• [Required action]:
Below is a listing with pictures in it. Copy it exactly without them.

━━━ Data to process

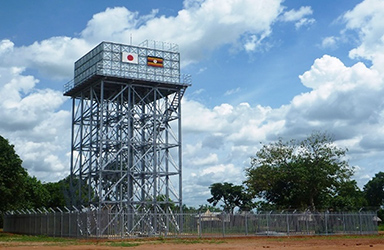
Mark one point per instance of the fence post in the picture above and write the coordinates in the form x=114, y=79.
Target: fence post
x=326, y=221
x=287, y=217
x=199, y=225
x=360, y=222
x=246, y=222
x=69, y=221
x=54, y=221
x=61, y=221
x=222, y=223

━━━━━━

• [Answer space]:
Mark one point per instance of the fence post in the picture above and write the coordinates in the form x=114, y=79.
Target: fence post
x=326, y=221
x=287, y=217
x=199, y=225
x=360, y=222
x=246, y=222
x=69, y=221
x=54, y=221
x=61, y=221
x=222, y=223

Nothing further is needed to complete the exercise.